--- Extracted entries Enclosed Below ---

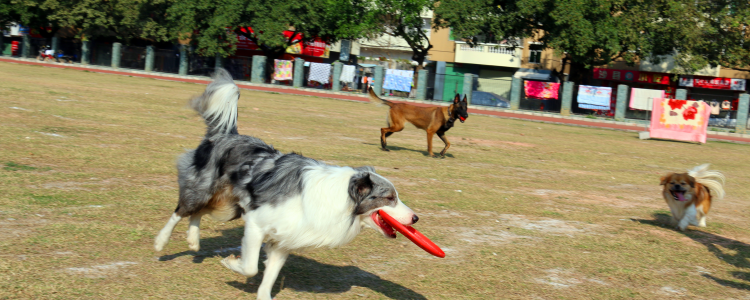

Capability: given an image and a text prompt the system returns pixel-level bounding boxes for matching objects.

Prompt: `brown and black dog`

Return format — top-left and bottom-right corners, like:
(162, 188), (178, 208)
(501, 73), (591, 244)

(368, 87), (468, 157)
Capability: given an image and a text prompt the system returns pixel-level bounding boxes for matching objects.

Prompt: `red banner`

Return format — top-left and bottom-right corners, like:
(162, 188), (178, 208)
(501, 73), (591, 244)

(235, 28), (329, 58)
(679, 75), (746, 91)
(593, 68), (671, 85)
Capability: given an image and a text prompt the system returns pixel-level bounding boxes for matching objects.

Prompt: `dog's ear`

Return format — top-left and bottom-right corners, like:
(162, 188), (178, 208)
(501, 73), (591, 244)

(349, 172), (373, 201)
(354, 166), (376, 173)
(660, 174), (671, 186)
(462, 95), (468, 103)
(453, 94), (460, 104)
(687, 175), (695, 188)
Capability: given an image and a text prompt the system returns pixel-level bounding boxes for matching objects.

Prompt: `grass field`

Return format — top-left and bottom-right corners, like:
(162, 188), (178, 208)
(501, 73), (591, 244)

--- End of Enclosed Extracted entries ---

Problem details:
Without any pictures, retype the records above exactly.

Answer box:
Capability: given an image and a text prompt the system returns pixel-level bounding boxes for matching objects.

Prompt: `brown and black dog`

Return format — top-left and bottom-right corners, like:
(162, 188), (178, 208)
(501, 73), (591, 244)

(368, 87), (468, 157)
Capability: given an image and a text prompt the system returns pixel-level bounding boxes for matching objects.

Prompt: `red banner`

Return format — top-left and bottom-right corners, like:
(162, 188), (178, 208)
(501, 73), (591, 244)

(235, 28), (329, 58)
(679, 75), (746, 91)
(593, 68), (671, 85)
Capability: given an image and a text prompt the system returns pixel-level bounding boxes for matching objects.

Prompt: `dog's ear`

Return format — top-left and bottom-right corners, like:
(162, 188), (178, 208)
(501, 73), (591, 244)

(349, 172), (373, 201)
(354, 166), (376, 173)
(660, 174), (671, 186)
(462, 95), (468, 103)
(453, 94), (460, 104)
(687, 175), (695, 188)
Capability: given an image and a text prompt the system returns pixel-level bounding boxes for matching objects.

Prompt: `grass field`

Return format — top-left and bottom-right corners, like:
(162, 188), (178, 208)
(501, 73), (591, 244)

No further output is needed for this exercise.